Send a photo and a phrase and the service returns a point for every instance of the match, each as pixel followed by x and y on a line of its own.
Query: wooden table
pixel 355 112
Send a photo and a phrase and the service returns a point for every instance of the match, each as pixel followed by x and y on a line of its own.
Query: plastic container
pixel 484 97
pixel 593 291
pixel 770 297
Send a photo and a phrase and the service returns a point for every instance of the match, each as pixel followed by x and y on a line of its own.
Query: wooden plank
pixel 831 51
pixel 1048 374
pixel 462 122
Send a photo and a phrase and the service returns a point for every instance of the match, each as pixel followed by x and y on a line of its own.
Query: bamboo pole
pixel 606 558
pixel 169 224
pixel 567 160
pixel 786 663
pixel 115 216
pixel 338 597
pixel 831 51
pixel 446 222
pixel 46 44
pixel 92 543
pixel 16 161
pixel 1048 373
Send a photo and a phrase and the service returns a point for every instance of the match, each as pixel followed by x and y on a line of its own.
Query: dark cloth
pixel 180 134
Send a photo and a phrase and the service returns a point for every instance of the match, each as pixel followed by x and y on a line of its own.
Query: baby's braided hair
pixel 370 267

WHAT YOU SHOULD DO ▸ Whatever appears in the listing above, write it down again exactly.

RESPONSE ▸
Send a photo and a phrase and the service returns a point for every instance of the match, each as pixel followed by x and y on a line of its own.
Query: wooden table
pixel 355 112
Send a photo and a phrase and the service returns a point for every instance of the match, each as pixel followed by x and y on a line of its own.
Query: plastic container
pixel 484 97
pixel 593 291
pixel 770 297
Send a photo and a phrase and the service returns a point for every instance of the match, each as pixel followed by x and y on a line of its own.
Query: wooden plank
pixel 831 51
pixel 1048 374
pixel 462 122
Send a photo and a phrase and the service returns a point for every instance of the match, each as pixel followed by x and y on a line of its own.
Query: bamboo pole
pixel 606 558
pixel 169 224
pixel 567 160
pixel 786 663
pixel 115 216
pixel 338 597
pixel 831 51
pixel 446 222
pixel 46 44
pixel 92 543
pixel 16 161
pixel 1048 373
Send a photo and a phrase and the service returns a point for every instance of the match, each as pixel followed by x and y on a line of its own.
Query: dark cloth
pixel 180 134
Send a photo and a phrase and the service returns a point for every instance of the match, each as pixel followed by x and y on a line of its own.
Query: baby's braided hair
pixel 370 267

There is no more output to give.